#### Textauszug:
Jesuit Mertes mit "Theologischem Preis" geehrt
Der "Theologische Preis" der "Salzburger Hochschulwochen" ist am Mittwochabend in Salzburg an den deutschen Jesuiten P. Klaus Mertes verliehen worden. Der renommierte, mit 5.000 Euro dotierte Preis würdigt das theologische Lebenswerk des Jesuiten, der dadurch bekannt wurde, dass er 2010 als damaliger Schulleiter des Berliner Canisius-Kollegs einen Missbrauchsskandal öffentlich gemacht hatte. Dies löste in Folge eine große Debatte über sexuellen Missbrauch in der katholischen Kirche aus und führte zur Aufdeckung weiterer Fälle auch in nicht-kirchlichen Einrichtungen.
Die Verleihung, die via Live-Stream übertragen wurde, stellte zugleich den Auftakt zur diesjährigen "Salzburger Hochschulwoche" statt, die bis 8. August unter dem Titel "Was hält uns (noch) zusammen? Über Verbindlichkeit und Fragmentierung" steht. Verliehen wurde der Preis in der historischen Bibliotheksaula der Universität Salzburg in Anwesenheit u.a. von Erzbischof Franz Lackner, Landtagspräsidentin Brigitta Pallauf, dem Rektor der Universität Salzburg, Hendrik Lehnert, dem Vorsitzenden der Salzburger Äbtekonferenz, Abt Theodor Hausmann, dem Erzabt der Abtei St. Peter, Korbinian Birnbacher, dem Münchener Erzbischof, Kardinal Reinhard Marx, sowie dem Laudator, ZdK-Präsident Thomas Sternberg.

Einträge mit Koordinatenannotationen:
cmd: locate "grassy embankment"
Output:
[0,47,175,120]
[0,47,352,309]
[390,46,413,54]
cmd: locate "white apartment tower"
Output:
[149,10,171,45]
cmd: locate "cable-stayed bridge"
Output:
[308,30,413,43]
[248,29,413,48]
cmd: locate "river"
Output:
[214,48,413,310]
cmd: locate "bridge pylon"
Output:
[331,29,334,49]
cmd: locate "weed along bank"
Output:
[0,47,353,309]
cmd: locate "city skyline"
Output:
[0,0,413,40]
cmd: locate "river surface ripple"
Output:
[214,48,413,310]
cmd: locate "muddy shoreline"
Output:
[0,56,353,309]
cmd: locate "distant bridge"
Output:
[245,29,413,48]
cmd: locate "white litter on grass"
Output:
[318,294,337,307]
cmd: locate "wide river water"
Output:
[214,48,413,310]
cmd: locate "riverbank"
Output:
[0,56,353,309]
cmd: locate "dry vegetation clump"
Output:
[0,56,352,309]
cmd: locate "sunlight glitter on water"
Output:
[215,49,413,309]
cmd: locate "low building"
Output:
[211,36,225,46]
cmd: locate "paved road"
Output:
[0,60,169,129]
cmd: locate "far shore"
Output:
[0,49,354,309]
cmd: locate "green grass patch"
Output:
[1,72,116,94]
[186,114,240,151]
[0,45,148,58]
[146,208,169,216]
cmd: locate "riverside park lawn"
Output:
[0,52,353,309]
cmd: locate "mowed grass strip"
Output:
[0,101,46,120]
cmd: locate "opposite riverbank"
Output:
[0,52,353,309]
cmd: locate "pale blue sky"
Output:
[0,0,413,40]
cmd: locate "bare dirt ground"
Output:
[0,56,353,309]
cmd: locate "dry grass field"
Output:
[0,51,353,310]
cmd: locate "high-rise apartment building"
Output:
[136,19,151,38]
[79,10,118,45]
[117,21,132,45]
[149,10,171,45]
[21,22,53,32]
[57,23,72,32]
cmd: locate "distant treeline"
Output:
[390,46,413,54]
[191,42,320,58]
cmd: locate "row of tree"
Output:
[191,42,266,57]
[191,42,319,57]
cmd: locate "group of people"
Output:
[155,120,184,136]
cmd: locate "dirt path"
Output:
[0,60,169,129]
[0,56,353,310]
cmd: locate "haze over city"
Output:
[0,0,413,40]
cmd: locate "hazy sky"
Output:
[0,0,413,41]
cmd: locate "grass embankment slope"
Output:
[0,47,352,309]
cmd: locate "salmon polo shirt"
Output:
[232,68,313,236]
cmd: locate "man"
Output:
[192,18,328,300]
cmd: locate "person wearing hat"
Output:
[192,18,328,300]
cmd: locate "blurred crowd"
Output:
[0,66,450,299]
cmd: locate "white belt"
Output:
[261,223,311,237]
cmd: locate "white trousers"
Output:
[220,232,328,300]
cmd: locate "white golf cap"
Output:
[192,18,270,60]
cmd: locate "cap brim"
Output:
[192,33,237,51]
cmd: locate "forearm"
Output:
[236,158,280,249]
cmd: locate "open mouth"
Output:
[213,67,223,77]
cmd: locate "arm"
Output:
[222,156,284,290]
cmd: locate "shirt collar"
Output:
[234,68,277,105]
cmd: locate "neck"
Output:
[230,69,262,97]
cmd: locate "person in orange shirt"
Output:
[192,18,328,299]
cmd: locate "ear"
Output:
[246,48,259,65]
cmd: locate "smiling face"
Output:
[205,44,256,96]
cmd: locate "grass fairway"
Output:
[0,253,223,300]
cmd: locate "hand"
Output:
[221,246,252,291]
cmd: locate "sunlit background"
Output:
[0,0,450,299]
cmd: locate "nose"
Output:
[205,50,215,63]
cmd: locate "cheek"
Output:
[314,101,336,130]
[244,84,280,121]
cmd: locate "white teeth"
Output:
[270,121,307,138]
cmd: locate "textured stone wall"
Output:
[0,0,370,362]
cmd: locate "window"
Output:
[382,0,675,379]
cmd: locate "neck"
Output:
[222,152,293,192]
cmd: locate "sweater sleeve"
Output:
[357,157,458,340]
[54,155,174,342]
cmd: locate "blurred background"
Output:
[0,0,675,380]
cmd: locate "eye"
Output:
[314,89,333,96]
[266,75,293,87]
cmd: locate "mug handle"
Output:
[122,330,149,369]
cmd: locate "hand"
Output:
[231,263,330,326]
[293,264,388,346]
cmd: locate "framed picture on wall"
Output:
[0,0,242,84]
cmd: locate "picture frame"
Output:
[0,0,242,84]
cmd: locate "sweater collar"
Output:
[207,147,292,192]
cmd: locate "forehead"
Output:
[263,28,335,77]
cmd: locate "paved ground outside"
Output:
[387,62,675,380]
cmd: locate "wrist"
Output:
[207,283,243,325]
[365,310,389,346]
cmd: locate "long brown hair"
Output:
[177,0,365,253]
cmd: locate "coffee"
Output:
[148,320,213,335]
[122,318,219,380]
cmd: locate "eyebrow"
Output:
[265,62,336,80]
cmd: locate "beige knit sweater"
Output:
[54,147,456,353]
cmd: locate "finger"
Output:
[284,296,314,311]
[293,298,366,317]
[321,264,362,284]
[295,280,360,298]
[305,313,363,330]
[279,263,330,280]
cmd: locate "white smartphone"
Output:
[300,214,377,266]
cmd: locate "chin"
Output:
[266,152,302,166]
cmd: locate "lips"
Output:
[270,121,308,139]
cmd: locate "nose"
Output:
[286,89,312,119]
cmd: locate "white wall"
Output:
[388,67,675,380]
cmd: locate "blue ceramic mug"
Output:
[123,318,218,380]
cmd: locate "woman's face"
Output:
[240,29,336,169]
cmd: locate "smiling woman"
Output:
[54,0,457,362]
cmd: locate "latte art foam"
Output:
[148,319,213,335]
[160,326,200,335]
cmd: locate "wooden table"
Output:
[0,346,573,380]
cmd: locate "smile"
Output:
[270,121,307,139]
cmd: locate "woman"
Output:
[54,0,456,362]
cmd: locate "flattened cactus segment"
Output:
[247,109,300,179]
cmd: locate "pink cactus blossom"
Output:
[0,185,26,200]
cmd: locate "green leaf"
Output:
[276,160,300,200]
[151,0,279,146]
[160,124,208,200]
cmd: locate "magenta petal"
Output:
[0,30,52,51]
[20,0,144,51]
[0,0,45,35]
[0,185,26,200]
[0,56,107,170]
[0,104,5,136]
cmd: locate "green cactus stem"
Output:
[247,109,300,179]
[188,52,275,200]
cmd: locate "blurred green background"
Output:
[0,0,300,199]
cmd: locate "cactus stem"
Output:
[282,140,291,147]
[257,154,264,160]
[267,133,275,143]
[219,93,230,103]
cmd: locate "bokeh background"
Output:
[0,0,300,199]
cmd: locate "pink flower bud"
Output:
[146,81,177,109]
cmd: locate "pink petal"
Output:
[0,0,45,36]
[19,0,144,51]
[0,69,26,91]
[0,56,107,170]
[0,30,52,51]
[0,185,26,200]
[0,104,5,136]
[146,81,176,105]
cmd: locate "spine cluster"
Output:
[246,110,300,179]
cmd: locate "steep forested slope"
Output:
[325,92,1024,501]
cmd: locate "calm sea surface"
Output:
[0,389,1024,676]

#### Aufgabenstellung:
Schreibe aus dem Artikel über die Preisverleihung an Klaus Mertes alles von „Jesuit Mertes mit“ bis hinunter zu „in nicht-kirchlichen Einrichtungen.“ wortgetreu ab.

#### Richtige Antwort:
Jesuit Mertes mit "Theologischem Preis" geehrt
Der "Theologische Preis" der "Salzburger Hochschulwochen" ist am Mittwochabend in Salzburg an den deutschen Jesuiten P. Klaus Mertes verliehen worden. Der renommierte, mit 5.000 Euro dotierte Preis würdigt das theologische Lebenswerk des Jesuiten, der dadurch bekannt wurde, dass er 2010 als damaliger Schulleiter des Berliner Canisius-Kollegs einen Missbrauchsskandal öffentlich gemacht hatte. Dies löste in Folge eine große Debatte über sexuellen Missbrauch in der katholischen Kirche aus und führte zur Aufdeckung weiterer Fälle auch in nicht-kirchlichen Einrichtungen.